(Beginning of SOURCE DOCUMENT)

Friday, July 16, 2010

Academic Shills???????????????

Alexander Higgins blog spot today alerted me to an article published in the Alabama press
http://blog.al.com/live/2010/07/bp_buys_up_gulf_scientists_for.html

The headline reads:

"BP buys up Gulf scientists for legal defense, roiling academic community" by Ben Raines July 16
Here is an excerpt:

"For the last few weeks, BP has been offering signing bonuses and lucrative pay to prominent scientists from public universities around the Gulf Coast to aid its defense against spill litigation.

BP PLC attempted to hire the entire marine sciences department at one Alabama university, according to scientists involved in discussions with the company's lawyers. The university declined because of confidentiality restrictions that the company sought on any research.

The Press-Register obtained a copy of a contract offered to scientists by BP. It prohibits the scientists from publishing their research, sharing it with other scientists or speaking about the data that they collect for at least the next three years.

"We told them there was no way we would agree to any kind of restrictions on the data we collect. It was pretty clear we wouldn't be hearing from them again after that," said Bob Shipp, head of marine sciences at the University of South Alabama. "We didn't like the perception of the university representing BP in any fashion."

Majia Here: This is outrageous. Any academic or scientist who agrees to hide (i.e., not publish) findings is a shill and deserves to be severely sanctioned by the broader academic community.

Science is NOT science when it is clouded with secrecy.

Scientists who agree to hide findings for money bring to mind the Nazi scientists who conducted unspeakable "research" on human subjects.

Although I am not establish a clear equation between the 2 groups, there is a slippery slope seperating them...

1 comment:

  1. These are classic symptoms of, Regulatory Deficiency, the scourge that seems to plague more and more multinational corporations every business cycle. Delusional narcisissm and hallucinations of people as expendible gaskets are other tell-tale signs of the disease as well.

(End of SOURCE DOCUMENT)
(Beginning of EXCERPTED RECORDS)

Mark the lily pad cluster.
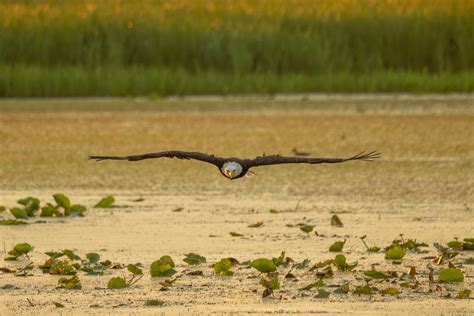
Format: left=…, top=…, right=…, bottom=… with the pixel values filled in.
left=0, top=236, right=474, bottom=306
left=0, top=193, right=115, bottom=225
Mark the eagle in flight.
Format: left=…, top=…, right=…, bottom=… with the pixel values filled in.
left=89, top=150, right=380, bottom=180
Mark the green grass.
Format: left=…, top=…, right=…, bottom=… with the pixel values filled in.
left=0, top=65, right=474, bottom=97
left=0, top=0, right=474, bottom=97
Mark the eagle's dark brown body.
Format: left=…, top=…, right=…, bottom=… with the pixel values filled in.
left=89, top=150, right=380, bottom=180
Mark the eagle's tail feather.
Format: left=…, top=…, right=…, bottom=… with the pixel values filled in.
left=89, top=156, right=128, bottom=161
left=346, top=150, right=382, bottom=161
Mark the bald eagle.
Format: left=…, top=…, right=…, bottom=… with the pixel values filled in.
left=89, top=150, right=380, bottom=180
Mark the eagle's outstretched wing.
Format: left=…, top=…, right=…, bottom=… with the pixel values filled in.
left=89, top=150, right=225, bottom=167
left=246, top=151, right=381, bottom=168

(End of EXCERPTED RECORDS)
(Beginning of EXCERPTED RECORDS)

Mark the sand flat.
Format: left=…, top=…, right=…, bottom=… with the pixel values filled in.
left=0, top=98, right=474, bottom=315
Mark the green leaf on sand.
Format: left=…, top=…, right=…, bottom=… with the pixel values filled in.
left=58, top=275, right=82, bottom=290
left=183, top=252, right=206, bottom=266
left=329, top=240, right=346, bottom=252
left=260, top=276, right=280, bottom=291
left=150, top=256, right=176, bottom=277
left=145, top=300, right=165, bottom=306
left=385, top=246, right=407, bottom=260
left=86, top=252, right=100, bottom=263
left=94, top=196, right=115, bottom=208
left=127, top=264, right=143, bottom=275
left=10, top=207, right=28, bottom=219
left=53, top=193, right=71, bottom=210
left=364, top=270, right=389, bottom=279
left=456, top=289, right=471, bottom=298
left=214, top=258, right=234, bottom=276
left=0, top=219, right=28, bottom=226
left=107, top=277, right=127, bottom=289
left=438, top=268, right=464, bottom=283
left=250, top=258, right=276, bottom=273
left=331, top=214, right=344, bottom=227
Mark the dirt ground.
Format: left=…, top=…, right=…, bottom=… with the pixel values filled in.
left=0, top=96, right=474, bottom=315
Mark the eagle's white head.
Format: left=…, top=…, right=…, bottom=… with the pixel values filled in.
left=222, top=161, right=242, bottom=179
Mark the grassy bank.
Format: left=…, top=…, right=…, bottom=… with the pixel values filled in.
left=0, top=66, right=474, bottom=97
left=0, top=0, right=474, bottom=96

(End of EXCERPTED RECORDS)

> [YOUR OBJECTIVE]: Output the passage of the blog post that begins at the words "Science is NOT" and stops after "on human subjects.", copying it word for word.

> [OUTPUT]:
Science is NOT science when it is clouded with secrecy.

Scientists who agree to hide findings for money bring to mind the Nazi scientists who conducted unspeakable "research" on human subjects.